▸ Вопросы к материалу:
a) Перечислите все названия глав, которые упоминаются в тексте о «Холодном доме».
b) Допишите следующую часть текста о «Холодном доме», начав сразу после его последнего предложения.

▸ Исходный текст:

--*--

В этом романе предельно сокращены названия глав, но они подчеркивают суть содержания, останавливая внимание читателя на самом важном, критически осмысляемом автором. Таковы, например, названия глав: «Телескопическая филантропия», «В Канцлерском суде», «В большом свете», «В Одиноком Томе» и т. д. Значительное число глав представляют собой страницы дневника Эстер и так и называются – «Повесть Эстер». «Одинокий Том» – это район трущоб, где ютятся бедняки, страшное, гнилое место. Всякий стремится поскорее выйти из него на солнце, на чистый воздух. Диккенс с негодованием рисует ужасающую картину нищеты и невежества, ложившихся несмываемым пятном на процветающую нацию. Неотъемлемая и необходимая [564] часть «Одинокого Тома» – мальчик Джо, портрет которого нарисован Диккенсом лаконично и выразительно: «Доморощенная грязь оскверняет его, доморощенные паразиты пожирают его, точат его доморощенные болезни, покрывают его домотканные отрепья: отечественное невежество – порождение английской почвы и английского климата – так принизило его бессмертную природу, что он опустился ниже зверей, обреченных на погибель. Он не принадлежит ни к какой среде, ему нет места ни в каком мире – ни в зверином, ни в человеческом». Описание смерти маленького Джо, так и не узнавшего грамоты и не написавшего своего имени и фамилии,- одна из сильнейших страниц в творчестве Диккенса – обвинительный приговор обществу, считающему себя прогрессивным и демократическим. Первый роман социальной трилогии писателя, начавшийся с обвинительного приговора Канцлерскому суду, поставил не менее острые социальные вопросы, которые обсуждались в то время в печати, и Диккенс-гуманист не мог пройти мимо тяжелого положения трудящихся масс. Его социальное зрение стало беспощаднее и острее, он начал подходить к пониманию несовершенства окружающего его мира, наметив пути художественного воссоздания действительности. Писателя по-прежнему волновали нравственные проблемы. От осуждения отдельных типов героев он перешел к критике целых буржуазных институтов, составляющих оплот нации,- судопроизводства, народного образования. Буржуазная филантропия не раз становилась предметом насмешек в романах Диккенса. В «Холодном доме» заокеанская благотворительность миссис Джеллиби оценивается автором негативно и рассматривается как большое зло. Дети самой миссис Джеллиби не умыты, неряшливо одеты, они не знали материнской заботы, так как их мать целиком посвятила себя благотворительной деятельности.

Совсем другие отношения связывают Эстер и ее опекаемых – Чарли, семью кирпичника. Здесь нет фальши и лицемирия, а лишь желание искренне помочь людям, попавшим в беду. Заболевшую Чарли окружают нежной заботой и уходом во время болезни, не сетуют на то, что оспа заразительна, хотя в конце концов Эстер заболевает сама. Значительно расширяется круг положительных героев романа: появляется новый персонаж из среды буржуазии – Раунсэвелл, который с пониманием [565] относится к нуждам рабочих и те платят ему уважением и благодарностью. Исследуя корни зла, Диккенс все чаще апеллирует к доброму началу в человеке.

--*--

▸ Записанные данные:
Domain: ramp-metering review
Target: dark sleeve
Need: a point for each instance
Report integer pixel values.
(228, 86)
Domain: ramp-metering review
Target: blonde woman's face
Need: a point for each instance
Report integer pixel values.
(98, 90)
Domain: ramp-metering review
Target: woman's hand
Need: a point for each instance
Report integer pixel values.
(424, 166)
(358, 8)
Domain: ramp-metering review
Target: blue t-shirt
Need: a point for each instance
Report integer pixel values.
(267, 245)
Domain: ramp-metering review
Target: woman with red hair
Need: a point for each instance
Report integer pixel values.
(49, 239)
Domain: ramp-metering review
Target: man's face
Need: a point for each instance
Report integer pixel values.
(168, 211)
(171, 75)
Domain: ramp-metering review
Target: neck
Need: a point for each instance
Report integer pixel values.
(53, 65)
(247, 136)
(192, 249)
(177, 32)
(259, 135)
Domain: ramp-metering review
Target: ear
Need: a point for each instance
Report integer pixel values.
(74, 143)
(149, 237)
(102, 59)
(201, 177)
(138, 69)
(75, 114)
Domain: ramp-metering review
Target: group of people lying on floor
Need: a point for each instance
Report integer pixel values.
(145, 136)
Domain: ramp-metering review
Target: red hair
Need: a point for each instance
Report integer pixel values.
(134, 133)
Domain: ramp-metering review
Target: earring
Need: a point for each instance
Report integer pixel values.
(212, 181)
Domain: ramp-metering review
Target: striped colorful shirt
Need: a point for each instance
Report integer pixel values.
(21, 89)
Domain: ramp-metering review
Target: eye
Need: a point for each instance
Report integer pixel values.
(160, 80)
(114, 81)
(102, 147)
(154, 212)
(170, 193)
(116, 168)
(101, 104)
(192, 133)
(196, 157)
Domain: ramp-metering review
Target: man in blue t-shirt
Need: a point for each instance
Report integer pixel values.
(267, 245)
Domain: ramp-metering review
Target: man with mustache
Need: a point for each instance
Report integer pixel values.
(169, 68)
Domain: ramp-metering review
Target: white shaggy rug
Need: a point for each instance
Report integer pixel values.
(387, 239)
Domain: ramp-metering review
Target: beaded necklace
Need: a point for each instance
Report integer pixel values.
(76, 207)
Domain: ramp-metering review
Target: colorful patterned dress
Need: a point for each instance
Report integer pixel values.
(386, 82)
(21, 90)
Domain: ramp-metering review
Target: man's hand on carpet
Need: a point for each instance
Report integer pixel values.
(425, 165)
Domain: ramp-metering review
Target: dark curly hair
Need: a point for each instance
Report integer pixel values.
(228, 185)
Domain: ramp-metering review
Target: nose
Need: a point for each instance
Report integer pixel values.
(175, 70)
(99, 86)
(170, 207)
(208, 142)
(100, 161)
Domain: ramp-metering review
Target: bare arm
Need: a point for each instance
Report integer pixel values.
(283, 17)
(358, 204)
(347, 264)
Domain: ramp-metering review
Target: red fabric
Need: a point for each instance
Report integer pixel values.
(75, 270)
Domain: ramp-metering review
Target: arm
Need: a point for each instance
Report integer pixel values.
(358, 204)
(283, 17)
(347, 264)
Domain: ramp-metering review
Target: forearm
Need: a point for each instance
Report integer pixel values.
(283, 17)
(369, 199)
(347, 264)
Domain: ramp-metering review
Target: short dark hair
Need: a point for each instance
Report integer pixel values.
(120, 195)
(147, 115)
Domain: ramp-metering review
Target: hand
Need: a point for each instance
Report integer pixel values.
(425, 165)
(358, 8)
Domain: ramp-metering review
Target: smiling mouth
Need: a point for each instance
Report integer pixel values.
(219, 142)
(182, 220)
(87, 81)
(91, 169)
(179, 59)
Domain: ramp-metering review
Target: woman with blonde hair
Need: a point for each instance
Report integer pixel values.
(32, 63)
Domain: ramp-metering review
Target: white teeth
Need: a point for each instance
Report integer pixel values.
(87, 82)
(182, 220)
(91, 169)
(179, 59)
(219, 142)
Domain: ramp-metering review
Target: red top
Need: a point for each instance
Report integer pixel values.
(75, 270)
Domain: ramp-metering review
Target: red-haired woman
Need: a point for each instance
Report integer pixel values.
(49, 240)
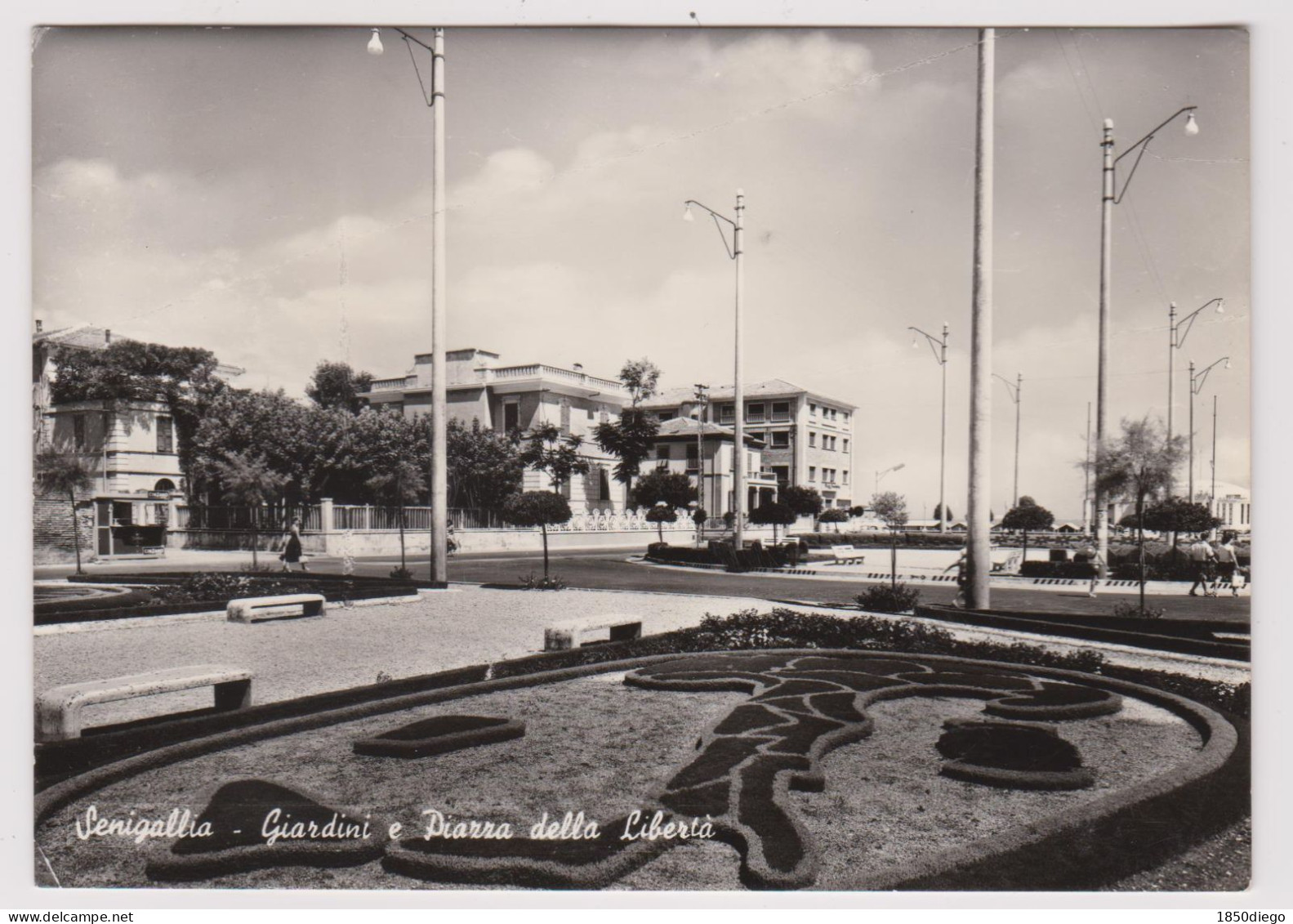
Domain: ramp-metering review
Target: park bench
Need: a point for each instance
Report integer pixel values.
(59, 711)
(847, 554)
(618, 628)
(257, 609)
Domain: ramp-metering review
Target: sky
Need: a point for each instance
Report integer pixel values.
(265, 193)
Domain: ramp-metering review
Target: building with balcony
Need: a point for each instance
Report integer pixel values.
(807, 438)
(703, 452)
(520, 398)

--*--

▸ Ответы к заданиям:
a) «Телескопическая филантропия», «В Канцлерском суде», «В большом свете», «В Одиноком Томе», «Повесть Эстер»

b)
Как и в предшествующих романах, Диккенса интересует внутренний мир персонажа, его эмоциональный настрой. Надменность и высокомерие аристократов Дедлоков были защитной броней, ограждавшей их от ударов жизненных обстоятельств. Но известие о внебрачном ребенке леди Дедлок совершенно потрясает ее мужа, сэра Лестера. Даже предки сэра Лестера не в состоянии воззвать к его фамильной чести и заставить его мужественно перенести удар. Характерно, что подобные сильные потрясения переживают персонажи, отличающиеся крайней сдержанностью и холодностью. Перемена в их облике, манерах и поведении тем более разительна.

Если рассматривать в хронологическом порядке все произведения Диккенса, то легко объяснить логическую связь между ними. Проблематика одних произведений Диккенса перекликается с тематикой других, последующих его творений, причем она более тщательно и глубоко разрабатывается. Это относится и к роману Диккенса «Тяжелые времена» (1854).

Здесь Диккенс вплотную подошел к основному конфликту эпохи – конфликту между предпринимателями и рабочими. Роман явился как бы художественным дополнением к монографиям о чартизме, к трактатам Карлайля «Чартизм» и «Прошлое и настоящее».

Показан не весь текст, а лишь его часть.